> **Task directions**: Only one stretch of the data below is wanted: the lines from the one with "Given the photograph above, point out the smartphone" through the one with "Given the photograph above, point out the bus window", repeated exactly.

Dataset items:
========================================================================

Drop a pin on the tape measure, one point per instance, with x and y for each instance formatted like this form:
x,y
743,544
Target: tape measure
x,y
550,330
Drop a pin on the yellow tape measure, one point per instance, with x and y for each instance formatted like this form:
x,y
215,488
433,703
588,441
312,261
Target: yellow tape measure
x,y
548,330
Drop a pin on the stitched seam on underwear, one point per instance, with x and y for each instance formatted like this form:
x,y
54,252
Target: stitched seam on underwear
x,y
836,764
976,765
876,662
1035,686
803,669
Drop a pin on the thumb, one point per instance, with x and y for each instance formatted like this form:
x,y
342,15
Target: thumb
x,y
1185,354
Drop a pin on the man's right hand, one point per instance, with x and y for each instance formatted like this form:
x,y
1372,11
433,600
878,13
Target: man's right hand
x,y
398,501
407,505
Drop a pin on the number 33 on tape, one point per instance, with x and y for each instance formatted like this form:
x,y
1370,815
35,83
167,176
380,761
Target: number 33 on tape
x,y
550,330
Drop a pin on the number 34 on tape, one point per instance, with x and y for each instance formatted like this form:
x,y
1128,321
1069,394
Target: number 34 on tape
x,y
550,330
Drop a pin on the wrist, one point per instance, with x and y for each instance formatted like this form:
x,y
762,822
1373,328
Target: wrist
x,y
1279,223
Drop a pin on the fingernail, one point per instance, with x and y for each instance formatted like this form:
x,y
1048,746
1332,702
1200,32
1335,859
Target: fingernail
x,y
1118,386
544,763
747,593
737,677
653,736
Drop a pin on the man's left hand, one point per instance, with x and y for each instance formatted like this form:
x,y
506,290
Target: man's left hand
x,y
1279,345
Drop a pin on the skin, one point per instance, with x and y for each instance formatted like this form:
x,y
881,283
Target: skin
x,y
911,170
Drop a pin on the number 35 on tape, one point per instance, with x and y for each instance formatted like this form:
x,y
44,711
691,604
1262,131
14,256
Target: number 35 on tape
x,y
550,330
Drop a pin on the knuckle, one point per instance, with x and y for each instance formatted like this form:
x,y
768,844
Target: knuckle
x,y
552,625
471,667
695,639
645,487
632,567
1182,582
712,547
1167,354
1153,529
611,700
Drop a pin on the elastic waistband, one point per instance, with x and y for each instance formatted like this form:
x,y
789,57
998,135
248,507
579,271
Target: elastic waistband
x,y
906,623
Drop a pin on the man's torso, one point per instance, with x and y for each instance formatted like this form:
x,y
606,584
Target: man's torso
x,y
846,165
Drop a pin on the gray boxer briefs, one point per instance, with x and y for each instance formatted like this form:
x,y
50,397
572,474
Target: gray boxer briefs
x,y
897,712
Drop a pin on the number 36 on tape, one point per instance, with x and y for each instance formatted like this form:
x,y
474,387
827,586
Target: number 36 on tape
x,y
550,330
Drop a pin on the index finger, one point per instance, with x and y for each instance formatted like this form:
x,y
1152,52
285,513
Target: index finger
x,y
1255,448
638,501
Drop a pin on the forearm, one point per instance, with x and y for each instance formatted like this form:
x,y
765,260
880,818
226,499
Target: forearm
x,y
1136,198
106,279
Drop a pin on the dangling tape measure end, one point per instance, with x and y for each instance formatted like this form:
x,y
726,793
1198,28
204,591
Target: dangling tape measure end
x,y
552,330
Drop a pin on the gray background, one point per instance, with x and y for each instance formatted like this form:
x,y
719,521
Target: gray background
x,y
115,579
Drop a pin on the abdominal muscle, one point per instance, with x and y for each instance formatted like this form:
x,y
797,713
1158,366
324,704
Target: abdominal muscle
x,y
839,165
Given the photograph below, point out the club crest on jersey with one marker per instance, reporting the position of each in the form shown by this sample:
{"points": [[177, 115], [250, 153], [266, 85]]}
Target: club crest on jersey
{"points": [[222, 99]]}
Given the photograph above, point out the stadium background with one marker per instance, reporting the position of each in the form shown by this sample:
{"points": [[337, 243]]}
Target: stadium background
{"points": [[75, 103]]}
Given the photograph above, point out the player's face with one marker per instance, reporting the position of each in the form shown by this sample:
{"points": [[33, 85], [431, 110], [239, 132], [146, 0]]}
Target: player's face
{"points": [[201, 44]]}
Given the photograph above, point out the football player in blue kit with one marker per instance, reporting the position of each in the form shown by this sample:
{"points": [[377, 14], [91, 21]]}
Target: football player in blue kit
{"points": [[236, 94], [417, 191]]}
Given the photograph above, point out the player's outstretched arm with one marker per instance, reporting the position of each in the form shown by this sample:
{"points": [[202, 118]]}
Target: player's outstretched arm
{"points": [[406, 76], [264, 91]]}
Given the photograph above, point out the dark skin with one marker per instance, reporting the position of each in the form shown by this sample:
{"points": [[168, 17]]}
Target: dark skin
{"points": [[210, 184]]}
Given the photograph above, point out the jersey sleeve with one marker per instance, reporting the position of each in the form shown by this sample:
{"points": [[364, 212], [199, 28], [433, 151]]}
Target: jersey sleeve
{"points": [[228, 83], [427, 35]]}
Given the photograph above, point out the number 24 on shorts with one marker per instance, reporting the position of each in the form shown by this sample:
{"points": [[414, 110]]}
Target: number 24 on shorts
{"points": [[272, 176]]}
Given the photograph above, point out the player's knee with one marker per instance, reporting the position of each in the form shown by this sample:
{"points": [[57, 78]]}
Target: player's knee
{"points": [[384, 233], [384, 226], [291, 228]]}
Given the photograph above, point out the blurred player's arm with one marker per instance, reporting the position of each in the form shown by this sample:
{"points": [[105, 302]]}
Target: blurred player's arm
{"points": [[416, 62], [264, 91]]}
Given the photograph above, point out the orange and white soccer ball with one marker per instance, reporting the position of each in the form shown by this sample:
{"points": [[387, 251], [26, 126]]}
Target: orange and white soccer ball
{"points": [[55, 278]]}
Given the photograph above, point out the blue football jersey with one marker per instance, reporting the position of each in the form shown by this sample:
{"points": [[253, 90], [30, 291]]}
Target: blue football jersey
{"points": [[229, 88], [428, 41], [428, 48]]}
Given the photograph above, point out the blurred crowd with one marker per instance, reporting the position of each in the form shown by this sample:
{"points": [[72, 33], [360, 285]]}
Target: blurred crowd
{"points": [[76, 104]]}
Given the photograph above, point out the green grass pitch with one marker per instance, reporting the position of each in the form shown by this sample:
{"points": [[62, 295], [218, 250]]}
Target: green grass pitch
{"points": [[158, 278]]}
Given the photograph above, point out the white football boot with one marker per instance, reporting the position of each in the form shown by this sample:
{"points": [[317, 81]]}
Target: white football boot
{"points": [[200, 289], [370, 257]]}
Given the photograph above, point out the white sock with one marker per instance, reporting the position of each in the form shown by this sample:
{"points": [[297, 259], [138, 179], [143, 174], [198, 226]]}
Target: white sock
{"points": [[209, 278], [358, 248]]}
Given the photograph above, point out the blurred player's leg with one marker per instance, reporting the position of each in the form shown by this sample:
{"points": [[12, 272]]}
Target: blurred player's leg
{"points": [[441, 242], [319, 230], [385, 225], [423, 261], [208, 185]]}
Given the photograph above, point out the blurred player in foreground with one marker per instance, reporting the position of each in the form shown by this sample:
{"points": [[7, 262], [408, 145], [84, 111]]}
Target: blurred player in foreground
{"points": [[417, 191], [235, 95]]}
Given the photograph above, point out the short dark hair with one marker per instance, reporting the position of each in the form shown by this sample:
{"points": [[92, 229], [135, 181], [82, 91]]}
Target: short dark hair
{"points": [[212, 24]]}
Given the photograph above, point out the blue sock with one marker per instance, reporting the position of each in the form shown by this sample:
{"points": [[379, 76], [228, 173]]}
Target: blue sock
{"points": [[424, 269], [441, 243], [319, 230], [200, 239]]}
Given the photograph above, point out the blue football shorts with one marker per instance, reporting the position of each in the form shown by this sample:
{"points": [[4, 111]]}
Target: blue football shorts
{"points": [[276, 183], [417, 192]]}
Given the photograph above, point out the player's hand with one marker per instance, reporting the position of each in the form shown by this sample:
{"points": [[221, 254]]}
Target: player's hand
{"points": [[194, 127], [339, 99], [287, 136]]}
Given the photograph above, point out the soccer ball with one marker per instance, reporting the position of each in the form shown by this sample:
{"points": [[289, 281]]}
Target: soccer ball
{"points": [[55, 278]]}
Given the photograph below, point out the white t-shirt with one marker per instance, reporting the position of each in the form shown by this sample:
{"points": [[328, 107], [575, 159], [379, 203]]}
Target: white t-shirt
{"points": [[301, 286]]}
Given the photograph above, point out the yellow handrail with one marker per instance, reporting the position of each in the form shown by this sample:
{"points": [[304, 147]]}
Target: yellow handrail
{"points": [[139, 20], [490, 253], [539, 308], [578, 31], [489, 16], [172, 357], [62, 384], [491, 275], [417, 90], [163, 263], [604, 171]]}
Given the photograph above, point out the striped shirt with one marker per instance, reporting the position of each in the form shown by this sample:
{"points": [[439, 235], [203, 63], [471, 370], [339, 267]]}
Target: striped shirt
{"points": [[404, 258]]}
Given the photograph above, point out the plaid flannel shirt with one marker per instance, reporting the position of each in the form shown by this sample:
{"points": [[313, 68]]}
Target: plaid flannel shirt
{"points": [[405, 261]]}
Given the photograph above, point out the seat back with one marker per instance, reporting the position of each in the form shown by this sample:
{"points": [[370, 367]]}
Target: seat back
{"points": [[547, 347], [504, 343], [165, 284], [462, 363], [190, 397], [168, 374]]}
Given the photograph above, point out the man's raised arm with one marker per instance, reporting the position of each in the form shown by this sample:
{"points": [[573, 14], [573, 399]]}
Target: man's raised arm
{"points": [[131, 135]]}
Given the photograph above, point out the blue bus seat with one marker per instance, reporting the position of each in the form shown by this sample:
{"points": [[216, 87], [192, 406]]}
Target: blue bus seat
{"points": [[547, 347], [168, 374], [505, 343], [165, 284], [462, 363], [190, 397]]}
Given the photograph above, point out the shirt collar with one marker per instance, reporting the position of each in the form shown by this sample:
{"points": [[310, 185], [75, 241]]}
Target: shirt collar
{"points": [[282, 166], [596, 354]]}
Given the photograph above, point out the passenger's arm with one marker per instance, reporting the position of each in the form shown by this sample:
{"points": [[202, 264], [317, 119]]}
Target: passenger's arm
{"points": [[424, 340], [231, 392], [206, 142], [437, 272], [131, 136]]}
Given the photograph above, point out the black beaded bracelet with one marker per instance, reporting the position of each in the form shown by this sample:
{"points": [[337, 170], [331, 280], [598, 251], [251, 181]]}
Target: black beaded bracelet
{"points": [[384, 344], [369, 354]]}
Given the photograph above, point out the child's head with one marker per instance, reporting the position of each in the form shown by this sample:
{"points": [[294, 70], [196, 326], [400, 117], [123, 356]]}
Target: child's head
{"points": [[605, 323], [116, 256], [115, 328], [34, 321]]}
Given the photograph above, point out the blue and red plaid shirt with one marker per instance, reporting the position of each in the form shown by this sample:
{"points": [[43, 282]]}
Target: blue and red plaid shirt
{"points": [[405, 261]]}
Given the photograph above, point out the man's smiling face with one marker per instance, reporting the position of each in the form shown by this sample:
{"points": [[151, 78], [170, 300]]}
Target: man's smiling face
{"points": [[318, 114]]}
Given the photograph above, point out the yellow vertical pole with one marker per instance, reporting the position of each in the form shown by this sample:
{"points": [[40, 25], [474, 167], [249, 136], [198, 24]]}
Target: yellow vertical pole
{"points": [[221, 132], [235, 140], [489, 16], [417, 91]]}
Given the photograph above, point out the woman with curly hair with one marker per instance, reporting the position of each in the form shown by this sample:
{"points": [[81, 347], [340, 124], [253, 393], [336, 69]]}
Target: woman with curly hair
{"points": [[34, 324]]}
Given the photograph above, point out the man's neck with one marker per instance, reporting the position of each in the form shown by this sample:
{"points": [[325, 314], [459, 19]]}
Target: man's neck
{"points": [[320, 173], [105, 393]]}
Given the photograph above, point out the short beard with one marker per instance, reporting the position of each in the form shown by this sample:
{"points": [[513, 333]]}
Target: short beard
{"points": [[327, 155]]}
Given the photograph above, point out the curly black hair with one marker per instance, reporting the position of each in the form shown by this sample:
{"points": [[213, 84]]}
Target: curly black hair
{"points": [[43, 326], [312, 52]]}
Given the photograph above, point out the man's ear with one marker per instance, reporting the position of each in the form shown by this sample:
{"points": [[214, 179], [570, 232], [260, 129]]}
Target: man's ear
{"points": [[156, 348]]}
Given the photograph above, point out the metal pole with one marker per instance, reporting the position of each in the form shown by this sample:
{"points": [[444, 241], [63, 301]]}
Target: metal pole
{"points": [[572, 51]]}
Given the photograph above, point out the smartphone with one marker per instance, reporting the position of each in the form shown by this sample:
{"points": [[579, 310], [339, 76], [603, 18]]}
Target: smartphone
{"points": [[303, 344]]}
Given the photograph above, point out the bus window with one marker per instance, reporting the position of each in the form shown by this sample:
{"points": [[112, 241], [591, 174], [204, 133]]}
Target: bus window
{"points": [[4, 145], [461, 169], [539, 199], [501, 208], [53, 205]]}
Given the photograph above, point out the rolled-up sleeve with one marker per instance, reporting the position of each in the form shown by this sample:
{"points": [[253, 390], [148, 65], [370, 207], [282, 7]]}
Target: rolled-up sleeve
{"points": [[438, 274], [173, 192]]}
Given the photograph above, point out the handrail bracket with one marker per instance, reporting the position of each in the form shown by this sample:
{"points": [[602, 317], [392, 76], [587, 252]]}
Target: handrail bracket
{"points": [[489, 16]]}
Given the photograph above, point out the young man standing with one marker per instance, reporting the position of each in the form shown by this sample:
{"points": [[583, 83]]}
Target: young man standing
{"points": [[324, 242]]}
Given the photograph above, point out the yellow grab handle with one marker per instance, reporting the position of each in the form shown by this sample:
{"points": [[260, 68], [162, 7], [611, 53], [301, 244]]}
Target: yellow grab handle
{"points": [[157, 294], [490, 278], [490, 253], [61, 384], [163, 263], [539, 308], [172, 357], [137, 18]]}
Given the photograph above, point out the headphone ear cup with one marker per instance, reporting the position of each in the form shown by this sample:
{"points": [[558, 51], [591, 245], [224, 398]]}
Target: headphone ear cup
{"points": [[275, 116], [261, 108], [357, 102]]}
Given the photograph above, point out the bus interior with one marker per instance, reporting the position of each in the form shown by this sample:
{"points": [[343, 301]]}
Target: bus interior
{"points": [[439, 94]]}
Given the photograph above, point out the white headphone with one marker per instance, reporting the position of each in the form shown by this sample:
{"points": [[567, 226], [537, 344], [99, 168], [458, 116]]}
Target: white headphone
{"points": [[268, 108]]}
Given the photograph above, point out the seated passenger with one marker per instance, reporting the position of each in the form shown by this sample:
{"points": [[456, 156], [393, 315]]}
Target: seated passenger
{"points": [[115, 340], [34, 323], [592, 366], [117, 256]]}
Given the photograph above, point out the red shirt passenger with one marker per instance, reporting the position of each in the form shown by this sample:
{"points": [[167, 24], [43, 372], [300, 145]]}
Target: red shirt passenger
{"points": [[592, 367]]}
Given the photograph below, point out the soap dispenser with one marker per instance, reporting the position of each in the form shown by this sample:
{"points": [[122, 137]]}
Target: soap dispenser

========================================================================

> **Exercise solution**:
Given the photograph above, point out the smartphone with one marker per instance, reporting the position of each in the form shown by this sample:
{"points": [[579, 310], [339, 76], [603, 18]]}
Target: smartphone
{"points": [[303, 344]]}
Given the photograph above, point out the bus window with one marker per instance, reporting the position of each in the form shown by this sample:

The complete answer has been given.